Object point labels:
________

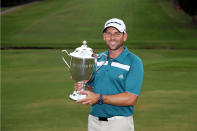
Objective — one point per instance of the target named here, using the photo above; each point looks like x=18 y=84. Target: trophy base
x=76 y=96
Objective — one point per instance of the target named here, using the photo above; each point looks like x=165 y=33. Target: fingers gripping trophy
x=82 y=62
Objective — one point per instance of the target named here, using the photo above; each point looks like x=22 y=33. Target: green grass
x=35 y=88
x=66 y=23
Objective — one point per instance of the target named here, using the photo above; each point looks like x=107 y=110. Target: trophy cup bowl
x=82 y=62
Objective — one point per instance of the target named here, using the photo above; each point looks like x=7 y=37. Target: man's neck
x=115 y=53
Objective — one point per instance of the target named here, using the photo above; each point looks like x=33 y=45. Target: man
x=114 y=88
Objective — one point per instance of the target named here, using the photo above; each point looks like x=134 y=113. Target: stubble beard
x=116 y=47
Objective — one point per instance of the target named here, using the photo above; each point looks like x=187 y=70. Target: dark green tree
x=189 y=7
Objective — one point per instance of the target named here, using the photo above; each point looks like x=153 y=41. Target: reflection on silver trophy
x=82 y=62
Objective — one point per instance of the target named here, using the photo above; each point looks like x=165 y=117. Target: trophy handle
x=62 y=54
x=103 y=62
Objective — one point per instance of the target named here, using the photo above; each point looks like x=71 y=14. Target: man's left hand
x=91 y=98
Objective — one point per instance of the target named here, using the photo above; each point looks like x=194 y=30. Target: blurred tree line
x=6 y=3
x=188 y=6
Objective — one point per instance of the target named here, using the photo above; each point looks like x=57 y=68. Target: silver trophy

________

Output every line of these records as a JSON list of strings, one string per line, omitting blank lines and leaving the pictures out.

[
  "Objective — one point per instance of the target named here, using the photo above; each point looks like x=18 y=84. Target: trophy base",
  "x=76 y=96",
  "Objective — one point per instance of the target named here, using the photo above; each point looks like x=165 y=33. Target: fingers gripping trophy",
  "x=82 y=62",
  "Objective — one point per instance of the target named here, using the photo above; each point looks like x=22 y=33. Target: green grass",
  "x=35 y=88",
  "x=66 y=23",
  "Objective — one point per instance of the target named here, using the photo above; each point looks like x=107 y=110. Target: trophy cup bowl",
  "x=82 y=62",
  "Objective — one point per instance of the target named here, using the photo above; each point looks like x=7 y=37. Target: man's neck",
  "x=115 y=53",
  "Objective — one point per instance of the target named here, using the photo above; each point looks like x=33 y=45. Target: man",
  "x=114 y=88",
  "Objective — one point per instance of the target named here, using the photo above; each point looks like x=134 y=113. Target: stubble beard",
  "x=116 y=47",
  "Objective — one point per instance of the target named here, using the photo above; each point looks like x=187 y=70. Target: dark green tree",
  "x=189 y=7",
  "Objective — one point per instance of the target named here, using the photo above; each point looks like x=153 y=41. Target: reflection on silver trophy",
  "x=82 y=62",
  "Objective — one point per instance of the target named here, using the photo above; each point looks like x=165 y=117. Target: trophy handle",
  "x=62 y=54",
  "x=103 y=62",
  "Objective — one point per instance of the target named here, using the photo above; each point looks like x=71 y=14. Target: man's left hand",
  "x=91 y=98",
  "Objective — one point per instance of the target named here, using the photo above; each point looks like x=194 y=30. Target: blurred tree line",
  "x=6 y=3",
  "x=188 y=6",
  "Objective — one point per instance of the target named here, using the photo above; each point looks like x=57 y=68. Target: silver trophy"
]